(Source data)

* * * * * * * * *

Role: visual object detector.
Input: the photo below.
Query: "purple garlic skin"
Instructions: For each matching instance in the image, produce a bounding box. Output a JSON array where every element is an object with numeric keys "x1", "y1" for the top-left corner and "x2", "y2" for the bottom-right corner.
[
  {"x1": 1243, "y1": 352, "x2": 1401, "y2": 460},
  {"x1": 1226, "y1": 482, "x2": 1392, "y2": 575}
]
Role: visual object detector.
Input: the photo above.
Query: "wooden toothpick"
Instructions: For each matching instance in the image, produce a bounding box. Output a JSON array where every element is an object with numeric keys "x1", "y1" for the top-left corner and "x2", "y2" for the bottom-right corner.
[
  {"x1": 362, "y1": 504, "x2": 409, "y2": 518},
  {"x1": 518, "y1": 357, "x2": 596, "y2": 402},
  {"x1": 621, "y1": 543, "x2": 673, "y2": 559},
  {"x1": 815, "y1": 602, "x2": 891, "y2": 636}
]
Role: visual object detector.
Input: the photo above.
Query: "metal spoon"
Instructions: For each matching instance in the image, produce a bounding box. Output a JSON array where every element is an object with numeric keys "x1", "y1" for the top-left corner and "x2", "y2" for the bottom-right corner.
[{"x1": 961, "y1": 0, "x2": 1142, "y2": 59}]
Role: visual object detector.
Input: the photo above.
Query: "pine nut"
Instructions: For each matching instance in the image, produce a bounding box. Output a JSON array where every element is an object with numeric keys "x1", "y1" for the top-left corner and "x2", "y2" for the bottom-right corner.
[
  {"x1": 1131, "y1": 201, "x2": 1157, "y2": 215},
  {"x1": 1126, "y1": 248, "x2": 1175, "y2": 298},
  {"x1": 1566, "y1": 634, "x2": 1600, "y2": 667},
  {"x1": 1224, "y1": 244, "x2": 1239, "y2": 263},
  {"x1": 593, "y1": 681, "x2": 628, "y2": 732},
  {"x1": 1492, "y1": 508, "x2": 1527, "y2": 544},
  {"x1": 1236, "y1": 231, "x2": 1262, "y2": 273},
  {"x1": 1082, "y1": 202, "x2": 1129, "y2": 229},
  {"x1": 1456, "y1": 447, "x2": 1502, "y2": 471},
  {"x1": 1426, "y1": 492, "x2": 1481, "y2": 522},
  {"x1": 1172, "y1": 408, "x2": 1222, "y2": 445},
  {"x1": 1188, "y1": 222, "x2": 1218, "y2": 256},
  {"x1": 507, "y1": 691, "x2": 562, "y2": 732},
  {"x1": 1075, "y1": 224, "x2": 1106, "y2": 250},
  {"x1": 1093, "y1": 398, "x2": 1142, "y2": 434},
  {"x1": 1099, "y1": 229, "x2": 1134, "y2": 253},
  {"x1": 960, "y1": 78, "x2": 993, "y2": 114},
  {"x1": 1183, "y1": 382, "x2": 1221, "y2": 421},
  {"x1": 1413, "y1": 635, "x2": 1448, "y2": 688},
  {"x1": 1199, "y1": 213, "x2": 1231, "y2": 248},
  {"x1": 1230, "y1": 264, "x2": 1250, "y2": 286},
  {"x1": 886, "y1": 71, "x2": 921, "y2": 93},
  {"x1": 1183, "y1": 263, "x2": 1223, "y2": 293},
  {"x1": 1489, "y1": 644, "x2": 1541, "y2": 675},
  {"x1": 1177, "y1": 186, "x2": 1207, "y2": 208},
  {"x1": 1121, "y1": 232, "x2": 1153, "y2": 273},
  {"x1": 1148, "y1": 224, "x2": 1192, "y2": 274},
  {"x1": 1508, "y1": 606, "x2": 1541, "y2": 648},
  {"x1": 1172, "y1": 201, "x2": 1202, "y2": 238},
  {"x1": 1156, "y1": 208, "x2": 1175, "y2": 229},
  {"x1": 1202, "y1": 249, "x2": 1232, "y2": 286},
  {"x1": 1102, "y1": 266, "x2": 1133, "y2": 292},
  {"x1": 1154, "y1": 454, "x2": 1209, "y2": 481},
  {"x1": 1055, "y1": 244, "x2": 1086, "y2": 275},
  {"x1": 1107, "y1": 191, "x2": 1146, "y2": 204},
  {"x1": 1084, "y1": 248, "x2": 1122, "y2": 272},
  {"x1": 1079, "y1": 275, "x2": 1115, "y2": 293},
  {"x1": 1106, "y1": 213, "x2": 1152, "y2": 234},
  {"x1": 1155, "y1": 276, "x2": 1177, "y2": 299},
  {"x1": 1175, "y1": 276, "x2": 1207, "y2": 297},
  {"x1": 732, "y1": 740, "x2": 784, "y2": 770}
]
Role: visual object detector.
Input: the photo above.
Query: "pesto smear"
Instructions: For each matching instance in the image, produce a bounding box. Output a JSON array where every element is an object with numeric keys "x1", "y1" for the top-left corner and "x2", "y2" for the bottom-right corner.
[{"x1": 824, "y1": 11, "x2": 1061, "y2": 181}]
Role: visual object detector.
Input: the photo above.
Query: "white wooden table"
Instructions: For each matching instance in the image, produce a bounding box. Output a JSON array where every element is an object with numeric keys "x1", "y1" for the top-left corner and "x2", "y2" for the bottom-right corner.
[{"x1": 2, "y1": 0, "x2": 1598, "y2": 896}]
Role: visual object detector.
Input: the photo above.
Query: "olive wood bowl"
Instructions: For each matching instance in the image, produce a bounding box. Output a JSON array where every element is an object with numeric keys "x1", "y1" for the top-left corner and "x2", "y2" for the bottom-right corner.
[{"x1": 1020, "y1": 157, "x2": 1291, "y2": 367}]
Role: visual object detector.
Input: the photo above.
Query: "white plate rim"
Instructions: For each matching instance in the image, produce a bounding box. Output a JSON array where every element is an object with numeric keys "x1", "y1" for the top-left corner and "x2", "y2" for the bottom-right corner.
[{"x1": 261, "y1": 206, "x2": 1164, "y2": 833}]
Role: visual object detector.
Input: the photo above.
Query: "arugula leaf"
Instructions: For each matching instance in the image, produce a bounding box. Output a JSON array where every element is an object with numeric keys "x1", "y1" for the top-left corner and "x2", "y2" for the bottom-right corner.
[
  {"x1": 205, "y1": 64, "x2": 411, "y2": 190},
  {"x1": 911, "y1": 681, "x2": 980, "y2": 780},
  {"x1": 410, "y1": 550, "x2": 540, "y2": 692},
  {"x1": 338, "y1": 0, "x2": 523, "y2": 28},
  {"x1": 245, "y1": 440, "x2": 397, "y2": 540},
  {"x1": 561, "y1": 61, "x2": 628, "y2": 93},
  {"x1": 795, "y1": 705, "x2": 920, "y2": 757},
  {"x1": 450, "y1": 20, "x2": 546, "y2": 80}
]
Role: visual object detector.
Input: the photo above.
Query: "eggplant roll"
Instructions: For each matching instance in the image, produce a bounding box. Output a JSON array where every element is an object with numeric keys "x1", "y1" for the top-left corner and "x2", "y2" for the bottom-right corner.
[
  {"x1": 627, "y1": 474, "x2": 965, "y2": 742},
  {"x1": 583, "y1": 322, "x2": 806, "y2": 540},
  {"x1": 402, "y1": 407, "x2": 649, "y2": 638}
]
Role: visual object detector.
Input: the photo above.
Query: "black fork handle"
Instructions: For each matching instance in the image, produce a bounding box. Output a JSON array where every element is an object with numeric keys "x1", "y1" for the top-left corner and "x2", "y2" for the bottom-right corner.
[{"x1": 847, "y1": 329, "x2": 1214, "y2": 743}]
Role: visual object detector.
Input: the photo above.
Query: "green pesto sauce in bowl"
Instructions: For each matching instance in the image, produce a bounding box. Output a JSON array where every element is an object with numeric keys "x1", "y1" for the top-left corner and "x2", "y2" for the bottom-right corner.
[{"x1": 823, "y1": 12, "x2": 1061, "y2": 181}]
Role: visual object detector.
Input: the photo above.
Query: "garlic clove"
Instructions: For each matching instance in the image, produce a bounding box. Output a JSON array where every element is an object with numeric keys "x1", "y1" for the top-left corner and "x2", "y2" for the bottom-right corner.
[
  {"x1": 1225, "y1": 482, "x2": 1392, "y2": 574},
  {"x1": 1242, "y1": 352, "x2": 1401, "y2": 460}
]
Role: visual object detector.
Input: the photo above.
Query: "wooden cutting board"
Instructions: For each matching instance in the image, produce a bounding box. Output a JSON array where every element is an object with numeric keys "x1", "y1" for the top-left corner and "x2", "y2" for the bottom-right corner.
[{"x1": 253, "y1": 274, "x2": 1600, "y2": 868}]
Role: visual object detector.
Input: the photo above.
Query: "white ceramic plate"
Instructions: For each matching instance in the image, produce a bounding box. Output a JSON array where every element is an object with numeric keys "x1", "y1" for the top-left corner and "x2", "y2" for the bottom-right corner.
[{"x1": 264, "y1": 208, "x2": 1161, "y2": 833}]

* * * * * * * * *

* **What is expected**
Throughout the data above, copy all lines where the word "white" is found.

* **Reply**
Query: "white wooden table"
Query: "white plate rim"
Query: "white ceramic plate"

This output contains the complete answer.